Point-per-instance localization data
===
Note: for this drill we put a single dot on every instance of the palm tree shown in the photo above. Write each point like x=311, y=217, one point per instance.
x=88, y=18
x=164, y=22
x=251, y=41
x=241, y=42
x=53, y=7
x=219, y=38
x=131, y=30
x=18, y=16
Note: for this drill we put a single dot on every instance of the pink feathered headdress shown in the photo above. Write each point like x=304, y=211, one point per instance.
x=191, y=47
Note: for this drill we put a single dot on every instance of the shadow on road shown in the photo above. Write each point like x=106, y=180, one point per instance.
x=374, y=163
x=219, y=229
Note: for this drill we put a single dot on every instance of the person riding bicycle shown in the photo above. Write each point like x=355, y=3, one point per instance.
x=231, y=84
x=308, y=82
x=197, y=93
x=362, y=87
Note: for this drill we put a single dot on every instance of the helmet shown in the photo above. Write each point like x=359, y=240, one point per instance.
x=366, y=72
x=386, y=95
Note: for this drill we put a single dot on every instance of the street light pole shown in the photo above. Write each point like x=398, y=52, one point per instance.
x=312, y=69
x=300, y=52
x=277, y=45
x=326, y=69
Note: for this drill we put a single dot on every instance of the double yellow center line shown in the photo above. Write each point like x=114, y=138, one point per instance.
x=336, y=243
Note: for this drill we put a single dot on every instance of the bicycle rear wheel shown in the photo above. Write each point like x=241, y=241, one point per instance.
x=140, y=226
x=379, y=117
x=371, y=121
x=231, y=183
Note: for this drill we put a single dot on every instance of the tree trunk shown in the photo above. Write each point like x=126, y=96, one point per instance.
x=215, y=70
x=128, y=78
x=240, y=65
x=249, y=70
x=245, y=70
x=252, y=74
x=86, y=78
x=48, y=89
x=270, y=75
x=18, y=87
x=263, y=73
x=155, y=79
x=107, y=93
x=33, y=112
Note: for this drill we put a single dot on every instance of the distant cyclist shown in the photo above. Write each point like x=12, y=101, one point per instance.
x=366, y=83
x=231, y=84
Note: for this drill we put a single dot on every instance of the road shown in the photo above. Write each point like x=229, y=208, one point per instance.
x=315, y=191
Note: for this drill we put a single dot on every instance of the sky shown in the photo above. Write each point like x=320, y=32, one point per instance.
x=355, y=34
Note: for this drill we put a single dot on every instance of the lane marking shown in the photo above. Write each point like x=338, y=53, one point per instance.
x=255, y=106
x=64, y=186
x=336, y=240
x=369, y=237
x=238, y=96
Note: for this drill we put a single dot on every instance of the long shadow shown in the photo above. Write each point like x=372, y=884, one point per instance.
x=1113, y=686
===
EXERCISE DIRECTIONS
All of the records above should be transcribed exactly.

RESPONSE TO THE EXERCISE
Note: for this drill we put a single dot on every instance of the palm tree shown in the photo above. Write each point like x=311, y=217, one point per instance.
x=88, y=18
x=164, y=22
x=251, y=41
x=241, y=42
x=53, y=7
x=219, y=38
x=131, y=30
x=18, y=16
Note: for this drill we put a single dot on every instance of the pink feathered headdress shown in the photo above. Write each point like x=304, y=211, one point per instance.
x=191, y=47
Note: for this drill we put a single dot on every instance of the shadow on road shown in the photo above. Write each point like x=106, y=180, one point per instance.
x=374, y=163
x=219, y=229
Note: for this drill we put a single dot on every instance of the person riding bicycle shown in the photo above. Write each point like x=355, y=3, one point per instance.
x=231, y=84
x=308, y=82
x=197, y=93
x=362, y=87
Note: for this drill we put a single dot on every instance of the helmet shown in the photo above. Write each point like x=359, y=240, one point per instance.
x=366, y=72
x=386, y=95
Note: for this drill we put a single dot on every instance of the street light pole shown in the photo above. Write each point like x=398, y=52, one point per instance.
x=312, y=69
x=300, y=52
x=277, y=45
x=326, y=69
Note: for this drill we put a single dot on every instance of the double yellow center line shown in the photo above. Write each point like x=114, y=138, one point per instance.
x=336, y=243
Note: for this drill we put a single dot on every instance of the bicycle rear wheel shown in the photo above. Write each point like x=241, y=241, one point per instance.
x=140, y=226
x=379, y=117
x=371, y=121
x=231, y=183
Note: for this drill we put a single dot on every instance of the tree trunk shown in the photo above. Write each point like x=126, y=96, one point per instance.
x=215, y=70
x=128, y=78
x=240, y=65
x=249, y=70
x=245, y=70
x=252, y=74
x=86, y=78
x=48, y=89
x=270, y=75
x=18, y=87
x=263, y=73
x=155, y=79
x=107, y=93
x=33, y=112
Note: for this drill we put a single dot on every instance of the distant cyclist shown in the photo above. Write each point like x=12, y=101, one point per instance.
x=366, y=83
x=231, y=84
Note: for this drill we put a single dot on every instance of the road shown in the photo above. Write each point like x=229, y=208, one point per instance.
x=315, y=191
Note: for this drill we put a single dot on every instance of the sky shown in the photo above. Write each point like x=320, y=32, one point per instance.
x=355, y=34
Note: for this drill we put a single dot on every instance of the lane marking shown in the photo above. Write each point like x=338, y=53, one point per instance.
x=255, y=106
x=64, y=186
x=336, y=240
x=369, y=237
x=238, y=96
Note: for this drill we put a single dot on every instance of the long shadow shown in the photo above. Write each point like x=372, y=884, one point per instance.
x=1113, y=686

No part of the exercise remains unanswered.